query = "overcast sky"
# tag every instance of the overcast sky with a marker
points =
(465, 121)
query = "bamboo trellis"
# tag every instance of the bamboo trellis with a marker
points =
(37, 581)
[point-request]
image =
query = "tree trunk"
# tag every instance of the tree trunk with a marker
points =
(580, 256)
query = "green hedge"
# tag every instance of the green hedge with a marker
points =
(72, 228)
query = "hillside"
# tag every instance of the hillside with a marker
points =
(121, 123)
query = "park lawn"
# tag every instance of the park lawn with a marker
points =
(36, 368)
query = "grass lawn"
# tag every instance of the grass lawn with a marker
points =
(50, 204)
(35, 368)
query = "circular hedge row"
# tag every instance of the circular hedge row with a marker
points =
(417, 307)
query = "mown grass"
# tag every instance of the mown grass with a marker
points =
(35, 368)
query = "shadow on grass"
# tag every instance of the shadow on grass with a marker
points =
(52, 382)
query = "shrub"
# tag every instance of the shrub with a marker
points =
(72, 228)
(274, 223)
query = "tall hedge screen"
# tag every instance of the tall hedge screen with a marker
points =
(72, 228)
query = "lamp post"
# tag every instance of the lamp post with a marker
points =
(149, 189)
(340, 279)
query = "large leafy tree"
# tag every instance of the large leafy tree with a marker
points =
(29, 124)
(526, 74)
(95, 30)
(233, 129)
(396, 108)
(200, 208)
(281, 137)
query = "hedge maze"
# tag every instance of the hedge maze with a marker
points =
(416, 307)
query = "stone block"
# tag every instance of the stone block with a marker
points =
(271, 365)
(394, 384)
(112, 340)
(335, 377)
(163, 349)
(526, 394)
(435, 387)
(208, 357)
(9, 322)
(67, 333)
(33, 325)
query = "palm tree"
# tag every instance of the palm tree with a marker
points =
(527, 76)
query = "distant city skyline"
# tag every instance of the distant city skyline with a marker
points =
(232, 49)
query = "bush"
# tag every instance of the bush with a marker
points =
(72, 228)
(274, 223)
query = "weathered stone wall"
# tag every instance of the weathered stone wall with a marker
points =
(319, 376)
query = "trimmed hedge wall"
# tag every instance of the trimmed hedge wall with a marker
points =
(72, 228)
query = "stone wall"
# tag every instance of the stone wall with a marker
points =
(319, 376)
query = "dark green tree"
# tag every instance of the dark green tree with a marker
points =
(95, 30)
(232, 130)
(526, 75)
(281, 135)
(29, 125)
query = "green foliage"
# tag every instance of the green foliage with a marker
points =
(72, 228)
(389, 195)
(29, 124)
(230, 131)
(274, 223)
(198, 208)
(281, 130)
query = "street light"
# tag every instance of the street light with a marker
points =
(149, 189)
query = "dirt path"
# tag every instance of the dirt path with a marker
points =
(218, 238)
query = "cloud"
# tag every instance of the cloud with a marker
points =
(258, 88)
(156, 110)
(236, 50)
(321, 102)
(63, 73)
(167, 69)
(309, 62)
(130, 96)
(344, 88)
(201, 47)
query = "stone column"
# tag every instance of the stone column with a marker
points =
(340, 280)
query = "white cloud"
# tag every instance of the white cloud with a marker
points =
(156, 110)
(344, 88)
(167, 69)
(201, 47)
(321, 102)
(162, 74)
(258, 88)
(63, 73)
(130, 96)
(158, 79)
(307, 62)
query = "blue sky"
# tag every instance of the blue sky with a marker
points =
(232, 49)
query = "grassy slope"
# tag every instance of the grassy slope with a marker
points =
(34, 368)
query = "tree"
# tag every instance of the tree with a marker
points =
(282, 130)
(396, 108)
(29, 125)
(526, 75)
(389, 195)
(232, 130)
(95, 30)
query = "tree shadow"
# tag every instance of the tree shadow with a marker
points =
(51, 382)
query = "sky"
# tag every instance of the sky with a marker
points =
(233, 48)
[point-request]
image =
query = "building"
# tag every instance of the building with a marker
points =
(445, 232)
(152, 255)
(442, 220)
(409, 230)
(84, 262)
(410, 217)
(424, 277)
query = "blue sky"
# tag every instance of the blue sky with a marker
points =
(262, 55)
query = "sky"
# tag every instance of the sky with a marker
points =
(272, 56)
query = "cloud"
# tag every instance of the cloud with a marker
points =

============================================================

**PROBLEM TO WORK ON:**
Wherever "trellis" occurs in the entries above, copy the line it sits on.

**EXERCISE RESULT:**
query = "bamboo trellis"
# tag every instance of the bamboo trellis with a marker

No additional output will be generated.